The following style sheet is applied to TOC by default and can be overriden:

.ptoc1-style-left { margin-left: 0 }
.ptoc2-style-left { margin-left: 16 }
.ptoc3-style-left { margin-left: 32 }
.ptoc4-style-left { margin-left: 48 }
.ptoc5-style-left { margin-left: 64 }
.ptoc6-style-left { margin-left: 80 }
.ptoc-table { border: 0; width: 100% }
.ptoc-left-col { width: 99%; padding-right: 0 }
.ptoc-right-col { text-align: right; padding-left: 0; vertical-align: bottom }
.ptoc-link { text-decoration: none; color: black }

 

Specifying watermark image from Java API

...
PD4ML html = new PD4ML();
...
PD4PageMark header = new PD4PageMark();
header.setWatermark( "images/logo.gif", new Rectangle(10,10,120,25), 50 );
html.setPageHeader( header );
...

Defining header/footer in JSP

...
<pd4ml:header areaHeight="50">
<font face="Arial" size="2">Header test.<br>
$[page] of $[total]</font>
</pd4ml:header>
...

Defining header/footer from Java API

Definition of headers and footers with HTML is straightforward, the following specifics should be taken into account.

  • HTML header or footer definition data overrides pageNumberTemplate and titleTemplate properties and all other associated settings.
  • ${page}, ${total} and ${title} placeholders are populated as before with current page number, total number of pages and document title.
  • Base URL of the header/footer html is the same as the main HTML source.
...
PD4ML html = new PD4ML();
...
PD4PageMark header = new PD4PageMark();
header.setAreaHeight( 150 );
header.setHtmlTemplate( "<font face=\"Arial\" size=\"10\">" + 
       "<b>Header test</b><br>" + "${page} of ${total}</font>" );
html.setPageHeader( header );
...

Known issues

  • Bidirectional scripts are supported with some restrictions. PD4ML can not do correctly glyphs shaping yet for the texts in page header/footer areas as well as in the form elements (like button captions).

▶ **DATA PROVIDED**
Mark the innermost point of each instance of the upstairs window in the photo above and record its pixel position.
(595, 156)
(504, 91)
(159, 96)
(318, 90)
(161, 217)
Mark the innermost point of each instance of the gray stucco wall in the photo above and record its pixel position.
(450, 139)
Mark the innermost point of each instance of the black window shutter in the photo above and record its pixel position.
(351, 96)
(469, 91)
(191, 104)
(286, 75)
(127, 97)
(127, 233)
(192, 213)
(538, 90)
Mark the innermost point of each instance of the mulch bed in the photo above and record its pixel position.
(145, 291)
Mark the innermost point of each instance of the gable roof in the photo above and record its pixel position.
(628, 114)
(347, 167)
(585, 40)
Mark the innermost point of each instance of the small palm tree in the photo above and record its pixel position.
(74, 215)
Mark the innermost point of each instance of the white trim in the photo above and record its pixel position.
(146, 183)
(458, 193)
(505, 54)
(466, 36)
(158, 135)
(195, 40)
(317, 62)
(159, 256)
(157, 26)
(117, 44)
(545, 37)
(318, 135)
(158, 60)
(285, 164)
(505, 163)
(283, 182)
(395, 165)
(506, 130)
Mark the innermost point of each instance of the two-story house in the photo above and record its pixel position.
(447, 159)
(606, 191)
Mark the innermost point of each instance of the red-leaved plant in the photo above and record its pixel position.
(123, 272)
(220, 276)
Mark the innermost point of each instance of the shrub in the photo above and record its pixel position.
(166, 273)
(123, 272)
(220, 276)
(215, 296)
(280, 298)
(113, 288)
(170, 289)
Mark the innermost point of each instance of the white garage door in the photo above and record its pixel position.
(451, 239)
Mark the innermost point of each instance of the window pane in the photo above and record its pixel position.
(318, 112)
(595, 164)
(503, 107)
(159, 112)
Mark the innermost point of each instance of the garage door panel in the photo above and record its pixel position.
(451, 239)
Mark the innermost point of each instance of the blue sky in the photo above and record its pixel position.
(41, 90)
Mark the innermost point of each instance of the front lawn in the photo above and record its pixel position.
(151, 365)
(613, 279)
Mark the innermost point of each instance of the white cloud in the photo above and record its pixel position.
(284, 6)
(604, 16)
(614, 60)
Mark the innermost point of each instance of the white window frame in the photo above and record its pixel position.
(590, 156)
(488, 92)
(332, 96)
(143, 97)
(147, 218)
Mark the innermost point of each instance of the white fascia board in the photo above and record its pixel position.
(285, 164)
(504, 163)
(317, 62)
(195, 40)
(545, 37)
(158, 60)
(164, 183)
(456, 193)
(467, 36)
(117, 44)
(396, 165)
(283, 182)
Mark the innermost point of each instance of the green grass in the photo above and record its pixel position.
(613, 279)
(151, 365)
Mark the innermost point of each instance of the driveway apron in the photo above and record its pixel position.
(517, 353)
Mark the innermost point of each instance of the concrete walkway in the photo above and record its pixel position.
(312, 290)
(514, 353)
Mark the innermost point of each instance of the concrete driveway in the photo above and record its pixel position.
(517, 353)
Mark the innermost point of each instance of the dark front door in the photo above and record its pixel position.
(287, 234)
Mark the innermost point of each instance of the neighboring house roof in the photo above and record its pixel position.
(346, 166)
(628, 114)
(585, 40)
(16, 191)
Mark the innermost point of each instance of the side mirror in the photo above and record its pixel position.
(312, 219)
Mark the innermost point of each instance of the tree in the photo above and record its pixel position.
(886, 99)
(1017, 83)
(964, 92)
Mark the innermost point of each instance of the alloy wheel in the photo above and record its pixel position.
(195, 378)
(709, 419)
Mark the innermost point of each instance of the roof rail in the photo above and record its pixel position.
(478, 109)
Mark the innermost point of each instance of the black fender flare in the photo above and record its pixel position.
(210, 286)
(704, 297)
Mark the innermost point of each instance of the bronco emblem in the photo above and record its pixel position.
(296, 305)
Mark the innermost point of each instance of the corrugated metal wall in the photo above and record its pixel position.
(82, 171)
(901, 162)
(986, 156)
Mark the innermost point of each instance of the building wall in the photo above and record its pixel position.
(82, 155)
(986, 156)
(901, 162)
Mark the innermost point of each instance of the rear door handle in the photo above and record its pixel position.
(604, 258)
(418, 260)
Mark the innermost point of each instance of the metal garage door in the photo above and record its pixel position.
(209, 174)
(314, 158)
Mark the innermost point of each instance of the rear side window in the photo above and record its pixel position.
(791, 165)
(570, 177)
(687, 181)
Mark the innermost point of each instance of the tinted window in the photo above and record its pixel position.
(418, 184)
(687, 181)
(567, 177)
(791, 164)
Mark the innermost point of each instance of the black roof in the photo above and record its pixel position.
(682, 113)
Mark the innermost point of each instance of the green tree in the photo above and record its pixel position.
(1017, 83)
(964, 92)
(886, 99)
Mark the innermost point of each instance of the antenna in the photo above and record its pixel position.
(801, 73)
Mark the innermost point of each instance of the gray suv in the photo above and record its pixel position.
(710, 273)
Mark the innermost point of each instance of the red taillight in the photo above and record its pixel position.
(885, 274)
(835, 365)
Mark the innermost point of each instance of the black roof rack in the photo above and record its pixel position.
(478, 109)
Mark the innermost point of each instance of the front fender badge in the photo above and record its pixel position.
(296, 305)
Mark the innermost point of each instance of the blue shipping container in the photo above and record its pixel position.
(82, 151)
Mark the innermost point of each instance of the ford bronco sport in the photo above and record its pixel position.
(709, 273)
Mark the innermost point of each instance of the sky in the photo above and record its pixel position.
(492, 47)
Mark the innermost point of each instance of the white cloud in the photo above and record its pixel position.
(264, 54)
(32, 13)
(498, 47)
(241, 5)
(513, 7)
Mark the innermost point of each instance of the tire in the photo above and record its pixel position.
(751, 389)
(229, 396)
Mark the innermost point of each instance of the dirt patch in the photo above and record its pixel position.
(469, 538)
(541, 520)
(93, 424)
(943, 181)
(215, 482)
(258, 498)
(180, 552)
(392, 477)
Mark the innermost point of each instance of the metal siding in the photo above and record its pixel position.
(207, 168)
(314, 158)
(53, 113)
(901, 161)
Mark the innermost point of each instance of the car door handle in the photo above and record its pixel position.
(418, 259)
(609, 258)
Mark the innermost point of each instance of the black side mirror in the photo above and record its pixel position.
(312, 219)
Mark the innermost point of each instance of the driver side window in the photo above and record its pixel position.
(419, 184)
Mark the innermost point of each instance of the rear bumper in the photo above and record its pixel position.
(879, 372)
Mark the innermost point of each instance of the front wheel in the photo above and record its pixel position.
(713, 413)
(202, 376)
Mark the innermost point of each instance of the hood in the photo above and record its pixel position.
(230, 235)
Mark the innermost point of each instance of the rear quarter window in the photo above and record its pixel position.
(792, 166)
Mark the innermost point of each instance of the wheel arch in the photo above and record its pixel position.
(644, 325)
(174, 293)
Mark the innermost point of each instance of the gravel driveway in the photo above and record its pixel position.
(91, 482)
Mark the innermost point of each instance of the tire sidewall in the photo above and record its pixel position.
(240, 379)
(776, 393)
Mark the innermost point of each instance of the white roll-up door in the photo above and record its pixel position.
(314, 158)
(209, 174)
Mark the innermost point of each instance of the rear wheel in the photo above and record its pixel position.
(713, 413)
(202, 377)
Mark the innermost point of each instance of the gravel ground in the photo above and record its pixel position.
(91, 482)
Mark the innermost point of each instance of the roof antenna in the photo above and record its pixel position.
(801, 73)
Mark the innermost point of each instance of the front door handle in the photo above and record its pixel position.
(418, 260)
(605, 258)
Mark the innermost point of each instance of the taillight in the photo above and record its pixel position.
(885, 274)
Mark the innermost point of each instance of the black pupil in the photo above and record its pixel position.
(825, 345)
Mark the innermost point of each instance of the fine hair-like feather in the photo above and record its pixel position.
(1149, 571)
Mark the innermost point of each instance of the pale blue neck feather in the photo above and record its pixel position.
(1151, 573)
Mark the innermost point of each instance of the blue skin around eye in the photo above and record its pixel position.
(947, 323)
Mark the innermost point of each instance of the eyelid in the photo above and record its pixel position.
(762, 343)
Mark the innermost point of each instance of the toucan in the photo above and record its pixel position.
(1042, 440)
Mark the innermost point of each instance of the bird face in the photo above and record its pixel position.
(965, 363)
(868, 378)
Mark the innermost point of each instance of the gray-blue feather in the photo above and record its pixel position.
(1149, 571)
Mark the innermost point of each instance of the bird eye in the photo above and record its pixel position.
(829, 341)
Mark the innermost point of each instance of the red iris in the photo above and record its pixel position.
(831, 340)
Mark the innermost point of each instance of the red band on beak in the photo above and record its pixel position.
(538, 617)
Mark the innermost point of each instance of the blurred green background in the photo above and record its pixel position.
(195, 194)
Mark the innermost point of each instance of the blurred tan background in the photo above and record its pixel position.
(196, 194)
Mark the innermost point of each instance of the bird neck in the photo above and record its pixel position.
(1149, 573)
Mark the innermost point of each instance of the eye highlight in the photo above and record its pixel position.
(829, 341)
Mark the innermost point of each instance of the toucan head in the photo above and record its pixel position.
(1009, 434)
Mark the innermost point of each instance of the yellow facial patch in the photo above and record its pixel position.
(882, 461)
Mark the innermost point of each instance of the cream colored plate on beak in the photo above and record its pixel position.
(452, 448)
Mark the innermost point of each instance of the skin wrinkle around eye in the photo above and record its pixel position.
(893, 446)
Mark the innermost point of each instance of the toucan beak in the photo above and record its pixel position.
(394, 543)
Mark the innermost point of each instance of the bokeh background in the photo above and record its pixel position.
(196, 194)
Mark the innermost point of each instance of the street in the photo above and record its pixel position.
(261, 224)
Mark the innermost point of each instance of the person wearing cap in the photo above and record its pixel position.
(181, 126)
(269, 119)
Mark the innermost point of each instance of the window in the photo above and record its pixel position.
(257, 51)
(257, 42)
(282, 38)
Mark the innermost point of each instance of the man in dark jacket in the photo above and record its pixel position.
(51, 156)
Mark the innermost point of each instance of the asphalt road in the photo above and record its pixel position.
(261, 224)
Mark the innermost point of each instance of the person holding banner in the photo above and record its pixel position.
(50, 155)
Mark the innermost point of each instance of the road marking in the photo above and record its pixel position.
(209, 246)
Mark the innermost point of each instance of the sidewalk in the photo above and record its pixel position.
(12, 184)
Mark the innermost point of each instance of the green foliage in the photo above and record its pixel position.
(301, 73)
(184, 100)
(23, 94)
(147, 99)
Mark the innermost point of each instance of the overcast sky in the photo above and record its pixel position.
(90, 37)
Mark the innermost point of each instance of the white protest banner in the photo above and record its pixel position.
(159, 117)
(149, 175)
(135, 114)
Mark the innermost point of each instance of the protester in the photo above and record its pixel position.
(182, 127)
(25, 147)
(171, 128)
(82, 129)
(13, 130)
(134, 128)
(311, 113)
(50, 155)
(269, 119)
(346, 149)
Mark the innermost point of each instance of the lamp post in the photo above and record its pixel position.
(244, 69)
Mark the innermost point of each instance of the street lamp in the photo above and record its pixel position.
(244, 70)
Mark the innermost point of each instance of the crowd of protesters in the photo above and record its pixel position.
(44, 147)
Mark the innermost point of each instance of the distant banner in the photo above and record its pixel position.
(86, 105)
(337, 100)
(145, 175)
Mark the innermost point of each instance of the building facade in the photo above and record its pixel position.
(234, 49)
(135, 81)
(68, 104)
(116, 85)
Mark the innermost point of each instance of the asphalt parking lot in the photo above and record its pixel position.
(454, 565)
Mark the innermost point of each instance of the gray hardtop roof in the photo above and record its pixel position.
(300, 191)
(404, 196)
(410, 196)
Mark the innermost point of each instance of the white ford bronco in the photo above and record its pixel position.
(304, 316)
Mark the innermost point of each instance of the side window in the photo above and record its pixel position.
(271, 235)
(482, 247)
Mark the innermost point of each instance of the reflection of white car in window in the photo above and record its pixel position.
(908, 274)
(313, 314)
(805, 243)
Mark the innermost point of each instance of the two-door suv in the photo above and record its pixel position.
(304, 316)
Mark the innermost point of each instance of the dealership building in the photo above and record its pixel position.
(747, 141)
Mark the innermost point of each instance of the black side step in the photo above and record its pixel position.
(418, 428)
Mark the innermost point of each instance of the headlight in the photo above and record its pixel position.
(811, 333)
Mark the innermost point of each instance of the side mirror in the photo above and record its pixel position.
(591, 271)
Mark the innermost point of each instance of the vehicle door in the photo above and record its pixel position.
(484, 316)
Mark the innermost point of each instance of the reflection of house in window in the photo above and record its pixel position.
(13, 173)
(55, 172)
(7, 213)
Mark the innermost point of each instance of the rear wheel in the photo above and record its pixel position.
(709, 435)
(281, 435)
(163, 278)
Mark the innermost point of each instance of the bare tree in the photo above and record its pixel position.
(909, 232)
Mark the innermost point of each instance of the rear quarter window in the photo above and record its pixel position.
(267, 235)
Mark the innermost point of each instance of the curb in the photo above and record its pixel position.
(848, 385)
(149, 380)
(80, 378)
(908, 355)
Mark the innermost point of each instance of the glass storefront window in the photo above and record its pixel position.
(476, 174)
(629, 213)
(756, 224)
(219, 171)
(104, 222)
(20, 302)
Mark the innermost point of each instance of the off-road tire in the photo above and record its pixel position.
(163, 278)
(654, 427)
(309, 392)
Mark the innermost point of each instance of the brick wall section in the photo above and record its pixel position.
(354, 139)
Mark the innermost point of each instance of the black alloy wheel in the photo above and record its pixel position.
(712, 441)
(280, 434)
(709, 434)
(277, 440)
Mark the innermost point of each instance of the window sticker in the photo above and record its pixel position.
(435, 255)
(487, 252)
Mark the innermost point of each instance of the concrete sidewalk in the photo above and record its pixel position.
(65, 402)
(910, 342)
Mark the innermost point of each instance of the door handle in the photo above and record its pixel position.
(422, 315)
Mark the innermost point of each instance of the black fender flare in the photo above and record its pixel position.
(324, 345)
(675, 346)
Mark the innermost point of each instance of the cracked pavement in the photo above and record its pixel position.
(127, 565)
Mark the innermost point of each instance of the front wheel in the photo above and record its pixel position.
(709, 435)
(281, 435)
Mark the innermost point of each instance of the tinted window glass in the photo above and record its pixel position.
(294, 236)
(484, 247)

▶ **DIRECTIONS**
A. According to the PD4ML documentation excerpt, what is the base URL of header/footer HTML?
B. Summarize the PD4ML documentation excerpt in two sentences.
C. Extend the PD4ML documentation excerpt past its last sentence.
The listing plays no part in what follows.

▶ **IN RESPONSE**
A. It is the same as the base URL of the main HTML source.

B. The excerpt gives the default style sheet applied to the table of contents, which can be overridden, and shows how to specify a watermark image from the Java API and define headers and footers in JSP or from the Java API. HTML header or footer definitions override the pageNumberTemplate and titleTemplate properties, and a known issue is that PD4ML cannot yet shape glyphs correctly for bidirectional scripts in header/footer areas and form elements.

C.
     
  • To use PD4ML with bidirectional scripts on UNIX platform, you should correctly install referred TTFs to be known by Java. See the document: http://java.sun.com/j2se/1.3/docs/guide/intl/addingfonts.html#adding 
     
  • On UNIX-derived platforms TTF font Wingdings is not supported for the time being.

A lot of TTF fonts have only plain style defined. For example NSimSun font has no bold or italic glyphs pre-defined.

“If the font in a document uses a bold or italic style, but there is no font data for that style, the host operating system will synthesize the style.” 

That works for native applications like MS Internet Explorer for direct text output, but unfortunately a synthesized font is not accessible from Java application as binary font data. PD4ML needs a .ttf file or an equivalent to parse, extract glyph definitions for used characters and to embed them to the resulting PDF.

In theory as a possible solution you can use a third-party TTF management tool to synthesize italic style of NSimSun and to save it as
NSimSunItalic.ttf and to register in pd4fonts.properties:

NSimSun\ Italic=NSimSunItalic.ttf

Or simply choose a similar italic font, and register it as above.

The same can be done for “NSimSun\ Bold\ Italic”

Embedding fonts to PDF from JSP

<%@ taglib uri=”/WEB-INF/tlds/pd4ml.tld” prefix=”pd4ml” %><%@page
contentType=”text/html; charset=UTF-8″%><pd4ml:transform
screenWidth=”400″
pageFormat=”A5″
pageOrientation=”landscape”
pageInsets=”15,15,15,15,points”
inline=”true”>

<!–
TODO:
1. adjust fonts directory below.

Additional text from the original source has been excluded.